§ To do
For the data that follows, return each line unchanged and drop the pictures.

§ Data excerpts

========================================================================

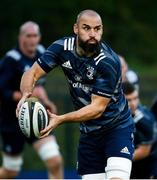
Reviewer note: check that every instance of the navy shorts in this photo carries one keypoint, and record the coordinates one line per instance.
(95, 148)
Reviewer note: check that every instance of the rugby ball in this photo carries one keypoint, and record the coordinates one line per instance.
(33, 117)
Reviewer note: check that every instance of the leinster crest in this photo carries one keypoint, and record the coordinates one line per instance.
(90, 72)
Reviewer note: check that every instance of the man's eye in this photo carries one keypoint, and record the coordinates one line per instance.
(97, 28)
(86, 28)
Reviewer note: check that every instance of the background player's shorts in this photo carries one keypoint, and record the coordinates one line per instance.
(95, 148)
(13, 142)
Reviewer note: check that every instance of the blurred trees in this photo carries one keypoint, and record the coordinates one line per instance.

========================================================================

§ Output of the task
Reviewer note: check that every instance of the navy shorts in this photo carries one keypoint, and record the coordinates one line per instance.
(95, 148)
Reviewer note: check that every instance of the rugby ball in this photo carries one keypoint, and record the coordinates one line per instance.
(33, 117)
Reviewer note: check that every instance of the leinster crest in this photo carries one keypoint, and record the coordinates one line per instance.
(90, 72)
Reviewer note: check that every instance of the man's eye in this photo carries one keypoint, and record the coordinates one line per instance.
(97, 28)
(86, 28)
Reviewer note: check that every instance of the background player's shorts in this photo carries one keypoint, and record the coordinates one line per instance.
(95, 148)
(13, 142)
Reviewer note: check that every instance of the blurred trees in this photo carries one keypoint, and record the coordinates one line per instance.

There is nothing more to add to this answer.